任务说明 — 列出下列条目中含有“concrete”一词的每一行，区分大小写。

所给条目 —
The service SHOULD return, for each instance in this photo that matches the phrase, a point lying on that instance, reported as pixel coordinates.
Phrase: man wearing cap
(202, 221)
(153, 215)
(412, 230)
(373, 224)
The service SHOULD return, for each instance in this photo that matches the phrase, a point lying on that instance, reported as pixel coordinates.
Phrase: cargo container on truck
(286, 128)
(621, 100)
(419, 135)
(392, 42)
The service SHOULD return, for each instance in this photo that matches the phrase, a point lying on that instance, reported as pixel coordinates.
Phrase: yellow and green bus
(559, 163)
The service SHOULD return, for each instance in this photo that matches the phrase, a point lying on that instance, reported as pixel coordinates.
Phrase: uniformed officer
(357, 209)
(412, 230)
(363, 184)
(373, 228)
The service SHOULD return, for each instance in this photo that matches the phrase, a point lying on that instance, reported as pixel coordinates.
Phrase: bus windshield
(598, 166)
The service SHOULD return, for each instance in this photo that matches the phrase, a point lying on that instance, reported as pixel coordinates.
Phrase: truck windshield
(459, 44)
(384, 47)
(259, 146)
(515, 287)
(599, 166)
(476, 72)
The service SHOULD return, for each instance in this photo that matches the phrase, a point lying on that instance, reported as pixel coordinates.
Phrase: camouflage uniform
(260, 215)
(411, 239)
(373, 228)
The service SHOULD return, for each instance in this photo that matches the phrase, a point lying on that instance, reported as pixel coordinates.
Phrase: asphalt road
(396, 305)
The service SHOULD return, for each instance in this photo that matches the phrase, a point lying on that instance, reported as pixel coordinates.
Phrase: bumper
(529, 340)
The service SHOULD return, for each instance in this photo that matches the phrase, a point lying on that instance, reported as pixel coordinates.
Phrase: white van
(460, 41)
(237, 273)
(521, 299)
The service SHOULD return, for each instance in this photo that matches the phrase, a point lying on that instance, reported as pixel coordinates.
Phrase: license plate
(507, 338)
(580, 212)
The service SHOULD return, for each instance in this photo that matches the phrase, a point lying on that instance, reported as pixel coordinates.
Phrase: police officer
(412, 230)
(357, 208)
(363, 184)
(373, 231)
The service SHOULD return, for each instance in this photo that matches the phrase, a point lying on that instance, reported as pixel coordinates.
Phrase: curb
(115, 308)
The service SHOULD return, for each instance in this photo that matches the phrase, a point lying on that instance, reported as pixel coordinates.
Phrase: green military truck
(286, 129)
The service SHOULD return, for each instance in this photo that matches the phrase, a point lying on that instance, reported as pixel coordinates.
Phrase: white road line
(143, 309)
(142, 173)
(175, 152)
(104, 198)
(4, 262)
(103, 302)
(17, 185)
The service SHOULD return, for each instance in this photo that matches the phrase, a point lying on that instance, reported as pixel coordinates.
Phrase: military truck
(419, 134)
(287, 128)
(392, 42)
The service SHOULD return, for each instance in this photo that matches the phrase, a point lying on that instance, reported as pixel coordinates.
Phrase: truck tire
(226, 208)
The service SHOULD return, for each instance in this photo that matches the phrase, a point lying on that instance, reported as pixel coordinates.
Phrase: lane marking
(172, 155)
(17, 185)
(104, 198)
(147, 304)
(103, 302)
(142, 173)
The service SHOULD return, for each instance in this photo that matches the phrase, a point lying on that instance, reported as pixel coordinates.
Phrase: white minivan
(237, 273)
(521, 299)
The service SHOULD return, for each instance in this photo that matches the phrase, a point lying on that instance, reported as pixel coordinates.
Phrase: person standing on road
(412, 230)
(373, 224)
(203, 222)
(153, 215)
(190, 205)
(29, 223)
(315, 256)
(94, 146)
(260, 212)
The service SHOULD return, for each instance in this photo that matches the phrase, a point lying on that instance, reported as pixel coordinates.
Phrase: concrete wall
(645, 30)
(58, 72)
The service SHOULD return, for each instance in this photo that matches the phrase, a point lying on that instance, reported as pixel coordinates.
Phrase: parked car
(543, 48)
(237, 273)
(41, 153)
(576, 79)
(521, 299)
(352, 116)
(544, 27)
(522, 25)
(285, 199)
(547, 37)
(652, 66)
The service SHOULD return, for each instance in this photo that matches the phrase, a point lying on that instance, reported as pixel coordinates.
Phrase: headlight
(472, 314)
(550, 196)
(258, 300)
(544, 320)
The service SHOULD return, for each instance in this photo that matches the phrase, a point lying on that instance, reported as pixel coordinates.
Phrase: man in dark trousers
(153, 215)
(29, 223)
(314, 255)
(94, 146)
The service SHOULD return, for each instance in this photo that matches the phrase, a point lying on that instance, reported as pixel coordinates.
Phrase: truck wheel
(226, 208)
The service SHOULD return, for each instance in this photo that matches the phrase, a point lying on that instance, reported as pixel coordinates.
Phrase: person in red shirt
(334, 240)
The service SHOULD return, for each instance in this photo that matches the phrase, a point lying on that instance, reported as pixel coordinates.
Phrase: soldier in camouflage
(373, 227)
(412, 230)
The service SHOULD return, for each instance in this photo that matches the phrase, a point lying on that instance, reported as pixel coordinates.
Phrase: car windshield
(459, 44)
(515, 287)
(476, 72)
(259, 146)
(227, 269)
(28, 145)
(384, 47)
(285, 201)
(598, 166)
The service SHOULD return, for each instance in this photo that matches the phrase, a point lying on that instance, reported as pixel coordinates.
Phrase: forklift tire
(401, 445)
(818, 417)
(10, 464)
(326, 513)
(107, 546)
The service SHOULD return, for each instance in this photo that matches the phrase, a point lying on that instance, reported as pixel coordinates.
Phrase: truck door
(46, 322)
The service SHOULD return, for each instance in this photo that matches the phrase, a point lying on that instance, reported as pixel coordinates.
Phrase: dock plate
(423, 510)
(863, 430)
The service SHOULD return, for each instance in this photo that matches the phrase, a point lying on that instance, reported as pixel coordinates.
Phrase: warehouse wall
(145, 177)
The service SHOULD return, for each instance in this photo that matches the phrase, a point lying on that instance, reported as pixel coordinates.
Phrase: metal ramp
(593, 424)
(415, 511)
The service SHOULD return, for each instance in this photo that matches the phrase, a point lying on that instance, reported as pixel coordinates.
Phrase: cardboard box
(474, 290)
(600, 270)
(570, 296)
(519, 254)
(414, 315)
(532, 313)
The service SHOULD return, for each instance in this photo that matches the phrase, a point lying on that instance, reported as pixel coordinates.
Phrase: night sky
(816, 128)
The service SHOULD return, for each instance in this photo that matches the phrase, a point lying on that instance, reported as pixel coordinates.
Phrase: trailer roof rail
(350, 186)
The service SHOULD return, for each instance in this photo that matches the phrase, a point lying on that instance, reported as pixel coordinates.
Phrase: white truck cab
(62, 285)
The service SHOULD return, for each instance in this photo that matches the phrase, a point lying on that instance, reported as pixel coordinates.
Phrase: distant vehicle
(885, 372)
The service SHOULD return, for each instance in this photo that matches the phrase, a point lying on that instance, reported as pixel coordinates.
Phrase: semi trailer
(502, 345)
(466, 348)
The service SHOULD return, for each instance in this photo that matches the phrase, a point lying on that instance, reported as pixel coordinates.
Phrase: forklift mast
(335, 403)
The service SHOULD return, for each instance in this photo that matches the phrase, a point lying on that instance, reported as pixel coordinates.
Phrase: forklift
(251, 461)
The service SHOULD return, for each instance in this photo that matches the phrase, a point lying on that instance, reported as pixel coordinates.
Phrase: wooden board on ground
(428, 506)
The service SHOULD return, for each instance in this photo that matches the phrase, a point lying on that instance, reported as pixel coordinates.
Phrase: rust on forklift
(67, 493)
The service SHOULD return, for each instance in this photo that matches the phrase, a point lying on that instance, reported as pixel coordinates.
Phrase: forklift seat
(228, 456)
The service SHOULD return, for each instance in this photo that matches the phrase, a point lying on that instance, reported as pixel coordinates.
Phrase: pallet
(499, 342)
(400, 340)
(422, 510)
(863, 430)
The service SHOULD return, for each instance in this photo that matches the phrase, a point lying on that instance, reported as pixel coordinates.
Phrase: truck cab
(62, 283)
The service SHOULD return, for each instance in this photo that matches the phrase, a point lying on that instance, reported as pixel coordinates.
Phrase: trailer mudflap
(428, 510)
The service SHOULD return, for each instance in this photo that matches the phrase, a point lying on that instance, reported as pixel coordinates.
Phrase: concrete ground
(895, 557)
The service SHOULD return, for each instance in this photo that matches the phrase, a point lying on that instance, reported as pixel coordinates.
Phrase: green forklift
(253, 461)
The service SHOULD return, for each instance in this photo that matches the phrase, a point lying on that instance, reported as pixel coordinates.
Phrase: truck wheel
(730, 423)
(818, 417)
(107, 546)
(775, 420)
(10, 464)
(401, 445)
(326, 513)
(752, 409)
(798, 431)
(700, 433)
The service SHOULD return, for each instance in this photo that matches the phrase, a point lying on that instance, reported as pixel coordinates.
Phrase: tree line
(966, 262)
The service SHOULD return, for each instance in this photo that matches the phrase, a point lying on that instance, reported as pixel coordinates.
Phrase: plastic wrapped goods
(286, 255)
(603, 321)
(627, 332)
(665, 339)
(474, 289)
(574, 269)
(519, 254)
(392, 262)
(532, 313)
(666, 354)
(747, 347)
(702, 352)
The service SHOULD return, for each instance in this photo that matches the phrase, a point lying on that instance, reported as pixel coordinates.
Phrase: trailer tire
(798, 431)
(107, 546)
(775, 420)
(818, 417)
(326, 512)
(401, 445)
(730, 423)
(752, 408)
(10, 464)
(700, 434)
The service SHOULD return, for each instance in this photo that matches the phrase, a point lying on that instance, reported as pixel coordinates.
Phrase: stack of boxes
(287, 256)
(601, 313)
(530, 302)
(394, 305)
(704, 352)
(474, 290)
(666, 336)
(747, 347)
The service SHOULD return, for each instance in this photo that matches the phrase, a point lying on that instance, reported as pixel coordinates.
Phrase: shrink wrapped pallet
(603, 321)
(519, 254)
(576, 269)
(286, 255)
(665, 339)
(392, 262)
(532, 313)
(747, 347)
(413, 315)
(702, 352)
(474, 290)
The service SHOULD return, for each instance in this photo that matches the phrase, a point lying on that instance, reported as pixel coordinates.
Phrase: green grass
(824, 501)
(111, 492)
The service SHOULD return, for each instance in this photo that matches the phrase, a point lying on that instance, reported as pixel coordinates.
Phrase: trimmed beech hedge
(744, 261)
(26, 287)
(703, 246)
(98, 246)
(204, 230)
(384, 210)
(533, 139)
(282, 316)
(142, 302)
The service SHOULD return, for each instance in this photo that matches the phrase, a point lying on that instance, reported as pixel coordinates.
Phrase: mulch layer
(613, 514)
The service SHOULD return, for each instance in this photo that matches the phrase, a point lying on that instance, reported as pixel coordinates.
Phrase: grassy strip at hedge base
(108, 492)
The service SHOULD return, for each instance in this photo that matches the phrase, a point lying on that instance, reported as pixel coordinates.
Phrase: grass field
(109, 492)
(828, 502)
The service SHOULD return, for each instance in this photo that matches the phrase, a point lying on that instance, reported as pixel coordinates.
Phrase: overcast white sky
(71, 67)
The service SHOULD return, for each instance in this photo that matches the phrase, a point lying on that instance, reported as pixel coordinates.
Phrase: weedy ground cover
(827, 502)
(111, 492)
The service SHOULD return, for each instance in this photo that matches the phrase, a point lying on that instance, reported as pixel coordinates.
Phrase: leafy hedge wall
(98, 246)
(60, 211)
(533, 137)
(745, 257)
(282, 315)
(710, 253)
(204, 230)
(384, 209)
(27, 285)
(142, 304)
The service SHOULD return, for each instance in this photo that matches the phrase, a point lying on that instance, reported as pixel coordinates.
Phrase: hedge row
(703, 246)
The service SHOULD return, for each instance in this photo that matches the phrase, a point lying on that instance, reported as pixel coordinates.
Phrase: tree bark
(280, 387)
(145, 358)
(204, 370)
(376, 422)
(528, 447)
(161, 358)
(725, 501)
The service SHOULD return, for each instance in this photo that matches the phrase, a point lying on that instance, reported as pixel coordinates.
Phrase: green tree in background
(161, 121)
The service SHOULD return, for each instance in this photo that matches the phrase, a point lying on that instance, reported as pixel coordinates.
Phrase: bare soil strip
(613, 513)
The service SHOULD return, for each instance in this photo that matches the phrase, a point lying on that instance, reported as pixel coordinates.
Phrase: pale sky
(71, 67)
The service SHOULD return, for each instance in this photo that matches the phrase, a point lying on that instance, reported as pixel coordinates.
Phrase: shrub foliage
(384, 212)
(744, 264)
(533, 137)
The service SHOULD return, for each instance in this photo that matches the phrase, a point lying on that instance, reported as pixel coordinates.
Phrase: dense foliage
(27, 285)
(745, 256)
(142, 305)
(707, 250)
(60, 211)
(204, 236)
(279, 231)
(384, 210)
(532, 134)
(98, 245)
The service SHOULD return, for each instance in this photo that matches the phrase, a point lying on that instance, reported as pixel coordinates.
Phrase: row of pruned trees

输出结果 —
Phrase: concrete wall
Phrase: concrete ground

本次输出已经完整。